◆ **What you should do**
Change every "instance" to "occurrence" in the listing from the line with "TARGET = handcart" up to and including its final line, and give those lines back with nothing else altered.

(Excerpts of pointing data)
— BEGIN —

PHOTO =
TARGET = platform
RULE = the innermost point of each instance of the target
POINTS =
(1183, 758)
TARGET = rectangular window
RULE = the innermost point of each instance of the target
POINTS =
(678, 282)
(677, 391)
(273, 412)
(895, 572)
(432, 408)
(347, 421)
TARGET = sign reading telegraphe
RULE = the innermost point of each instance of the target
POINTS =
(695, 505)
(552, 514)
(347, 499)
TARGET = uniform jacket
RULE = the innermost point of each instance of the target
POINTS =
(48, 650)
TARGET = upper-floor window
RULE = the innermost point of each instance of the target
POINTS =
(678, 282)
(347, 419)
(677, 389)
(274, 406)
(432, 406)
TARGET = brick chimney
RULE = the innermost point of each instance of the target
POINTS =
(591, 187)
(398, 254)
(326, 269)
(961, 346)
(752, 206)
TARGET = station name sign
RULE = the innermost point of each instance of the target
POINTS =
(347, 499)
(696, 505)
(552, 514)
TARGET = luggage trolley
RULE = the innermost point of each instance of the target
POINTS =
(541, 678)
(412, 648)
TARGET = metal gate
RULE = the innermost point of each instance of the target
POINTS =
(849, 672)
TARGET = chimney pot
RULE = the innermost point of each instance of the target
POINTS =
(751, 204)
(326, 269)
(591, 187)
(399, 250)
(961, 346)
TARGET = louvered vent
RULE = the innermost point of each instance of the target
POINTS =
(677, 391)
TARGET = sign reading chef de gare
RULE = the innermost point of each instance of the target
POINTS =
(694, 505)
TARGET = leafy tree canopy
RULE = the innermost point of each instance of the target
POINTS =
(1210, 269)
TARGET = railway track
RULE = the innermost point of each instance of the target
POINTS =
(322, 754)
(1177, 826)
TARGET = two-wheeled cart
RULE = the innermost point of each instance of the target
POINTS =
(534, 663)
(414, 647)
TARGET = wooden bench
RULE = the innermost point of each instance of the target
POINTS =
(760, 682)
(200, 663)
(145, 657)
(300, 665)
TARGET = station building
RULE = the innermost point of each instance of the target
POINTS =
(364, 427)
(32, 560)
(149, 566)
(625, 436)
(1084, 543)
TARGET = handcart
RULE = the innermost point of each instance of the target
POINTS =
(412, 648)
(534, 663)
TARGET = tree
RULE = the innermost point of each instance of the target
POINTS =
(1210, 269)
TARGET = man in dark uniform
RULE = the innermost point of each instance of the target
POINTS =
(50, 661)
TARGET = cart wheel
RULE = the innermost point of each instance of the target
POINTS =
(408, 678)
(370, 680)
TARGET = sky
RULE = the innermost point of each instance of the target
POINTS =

— END —

◆ **Final result**
TARGET = handcart
RULE = the innermost point of each occurrence of the target
POINTS =
(412, 648)
(534, 663)
TARGET = tree
RULE = the innermost point of each occurrence of the target
POINTS =
(1210, 269)
TARGET = man in dark uniform
RULE = the innermost point of each occurrence of the target
POINTS =
(50, 661)
TARGET = cart wheel
RULE = the innermost point of each occurrence of the target
POINTS =
(408, 678)
(370, 680)
TARGET = sky
RULE = the innermost point of each occurrence of the target
POINTS =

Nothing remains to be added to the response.